┏━━

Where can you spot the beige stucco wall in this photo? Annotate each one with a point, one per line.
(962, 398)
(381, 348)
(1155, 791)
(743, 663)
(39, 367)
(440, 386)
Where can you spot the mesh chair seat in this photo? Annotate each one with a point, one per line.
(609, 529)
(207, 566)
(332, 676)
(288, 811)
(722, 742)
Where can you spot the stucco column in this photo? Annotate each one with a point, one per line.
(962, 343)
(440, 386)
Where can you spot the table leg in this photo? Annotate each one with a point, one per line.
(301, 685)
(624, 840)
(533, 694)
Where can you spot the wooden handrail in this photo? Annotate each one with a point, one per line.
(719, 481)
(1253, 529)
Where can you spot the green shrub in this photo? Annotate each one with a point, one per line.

┗━━
┏━━

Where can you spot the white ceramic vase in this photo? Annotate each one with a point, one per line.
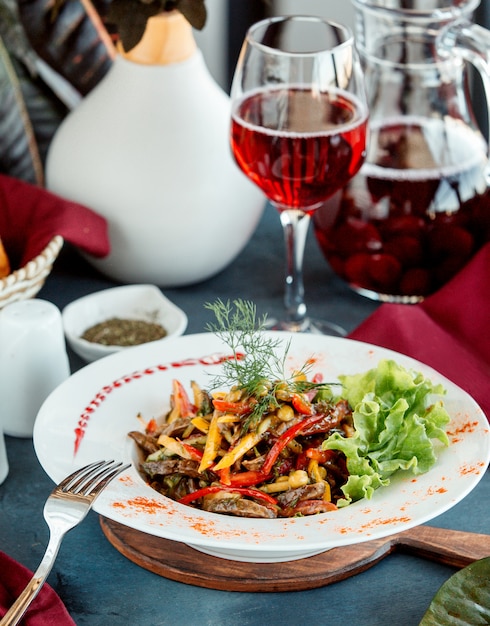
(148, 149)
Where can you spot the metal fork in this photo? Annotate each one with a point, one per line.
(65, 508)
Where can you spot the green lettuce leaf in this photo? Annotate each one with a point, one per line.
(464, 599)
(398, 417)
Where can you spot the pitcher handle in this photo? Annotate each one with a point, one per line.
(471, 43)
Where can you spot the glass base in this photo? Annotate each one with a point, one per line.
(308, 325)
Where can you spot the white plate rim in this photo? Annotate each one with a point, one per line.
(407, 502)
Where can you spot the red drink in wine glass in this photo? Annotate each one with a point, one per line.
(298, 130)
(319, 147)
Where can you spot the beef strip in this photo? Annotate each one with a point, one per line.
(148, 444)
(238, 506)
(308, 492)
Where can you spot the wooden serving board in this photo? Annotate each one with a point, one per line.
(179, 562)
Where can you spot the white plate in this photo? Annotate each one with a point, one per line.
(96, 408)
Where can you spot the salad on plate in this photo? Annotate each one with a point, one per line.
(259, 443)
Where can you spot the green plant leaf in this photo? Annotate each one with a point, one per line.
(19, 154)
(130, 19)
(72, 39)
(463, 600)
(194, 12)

┗━━

__Written problem__.
Rewrite the listing from the line with "Where can you spot the beige" to the line with "(1253, 529)", putting "metal railing" in place of "wooden handrail" and leaving everything else unchanged.

__Finished task__.
Where can you spot the beige stucco wall in this photo? Annotate each one with a point, one per line.
(962, 398)
(381, 348)
(1155, 791)
(743, 663)
(39, 367)
(440, 386)
Where can you spot the mesh chair seat in this photo? Annotate each one with a point, one per line.
(609, 529)
(207, 566)
(332, 676)
(288, 811)
(722, 742)
Where can you spot the stucco column in this photo? Annotate each one with a point, one per line.
(962, 343)
(440, 386)
Where can you spot the table leg in this photo? Annotate each one with a point, one per line.
(301, 685)
(624, 840)
(533, 694)
Where can you spot the metal railing in this photo? Annotate each one with a point, one per line.
(719, 481)
(1253, 529)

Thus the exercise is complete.